What to do:
a - Answer these questions using the ggplot scatter plot text below:
(i) Which function tells ggplot to draw the mapped variables as points?
(ii) Which operator adds layers to a plot?
(iii) In the exercise, which variable goes on the x-axis?
b - Continue the ggplot scatter plot text below from its last sentence.

Text to read:

------------------------------------------------------------

Through the linking `ggplot()` knows that the mapped `speed` and `dist` variables are taken from the `cars` dataset. `geom_point()` instructs ggplot to plot the mapped variables as points.

The required steps to create a scatter plot with `ggplot` can be summarized as follows:

1. Load the package ggplot2 using `library(ggplot2)`.
2. Specify the dataset to be plotted using `ggplot()`.
3. Use the `+` operator to add layers to the plot.
4. Add a geometric layer to define the shapes to be plotted. In case of scatter plots, use `geom_point()`.
5. Map variables from the dataset to plotting properties through the `mapping` parameter in the geometric layer.

## Exercise: Visualize the “cars” dataset

Create a scatter plot using `ggplot()` and visualize the `cars` dataset with the car’s stopping distance `dist` on the x-axis and the `speed` of the car on the y-axis.

------------------------------------------------------------

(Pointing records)
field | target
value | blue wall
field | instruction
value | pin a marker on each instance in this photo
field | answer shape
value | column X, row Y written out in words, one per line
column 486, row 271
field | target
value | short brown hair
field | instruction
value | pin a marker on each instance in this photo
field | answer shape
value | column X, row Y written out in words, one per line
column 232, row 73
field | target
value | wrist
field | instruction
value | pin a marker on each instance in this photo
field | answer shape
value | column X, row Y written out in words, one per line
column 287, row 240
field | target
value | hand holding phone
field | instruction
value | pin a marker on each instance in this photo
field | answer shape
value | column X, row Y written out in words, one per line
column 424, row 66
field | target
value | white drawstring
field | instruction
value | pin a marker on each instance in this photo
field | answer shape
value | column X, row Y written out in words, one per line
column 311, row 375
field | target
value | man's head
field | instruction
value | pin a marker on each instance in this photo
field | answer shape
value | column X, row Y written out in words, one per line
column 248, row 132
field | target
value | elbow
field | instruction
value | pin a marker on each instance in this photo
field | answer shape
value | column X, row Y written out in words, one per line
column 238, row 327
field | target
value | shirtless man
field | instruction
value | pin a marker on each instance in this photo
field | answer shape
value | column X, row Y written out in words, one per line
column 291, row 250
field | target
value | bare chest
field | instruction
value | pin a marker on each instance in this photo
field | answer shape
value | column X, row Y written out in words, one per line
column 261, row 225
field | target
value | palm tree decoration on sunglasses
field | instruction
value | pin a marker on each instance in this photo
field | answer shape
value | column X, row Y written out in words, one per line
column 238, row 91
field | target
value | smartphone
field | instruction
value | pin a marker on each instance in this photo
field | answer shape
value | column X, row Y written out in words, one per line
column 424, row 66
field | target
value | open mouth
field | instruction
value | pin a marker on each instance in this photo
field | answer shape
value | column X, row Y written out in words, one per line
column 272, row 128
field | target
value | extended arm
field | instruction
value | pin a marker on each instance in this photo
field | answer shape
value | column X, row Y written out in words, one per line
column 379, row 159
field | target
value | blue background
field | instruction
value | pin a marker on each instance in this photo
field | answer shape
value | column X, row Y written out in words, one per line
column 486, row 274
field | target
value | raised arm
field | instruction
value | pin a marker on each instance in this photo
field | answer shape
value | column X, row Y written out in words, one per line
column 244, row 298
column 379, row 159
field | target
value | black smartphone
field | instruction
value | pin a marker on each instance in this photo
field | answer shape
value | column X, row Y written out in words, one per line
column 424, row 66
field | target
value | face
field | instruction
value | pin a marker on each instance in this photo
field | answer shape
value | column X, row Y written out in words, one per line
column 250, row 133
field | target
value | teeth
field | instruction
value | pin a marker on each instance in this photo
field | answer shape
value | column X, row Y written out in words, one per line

------------------------------------------------------------

Answers for the exercise:
a -
(i) `geom_point()`
(ii) The `+` operator
(iii) `dist`, the car's stopping distance

b -
1. Specify the dataset through the `ggplot()` function
2. Specify a geometric point layer with the `geom_point()` function
3. Map the `speed` to the x-axis and the `dist` to the y-axis with `aes()`

## Exercise: Visualize the Gapminder dataset

Create a scatter plot using `ggplot()` and visualize the `gapminder_2007` dataset with the GDP per capita `gdpPercap` on the x-axis and the life expectancy `lifeExp` of each country on the y-axis.

1. Specify the `gapminder_2007` dataset through the `ggplot()` function
2. Specify a geometric point layer with `geom_point()`.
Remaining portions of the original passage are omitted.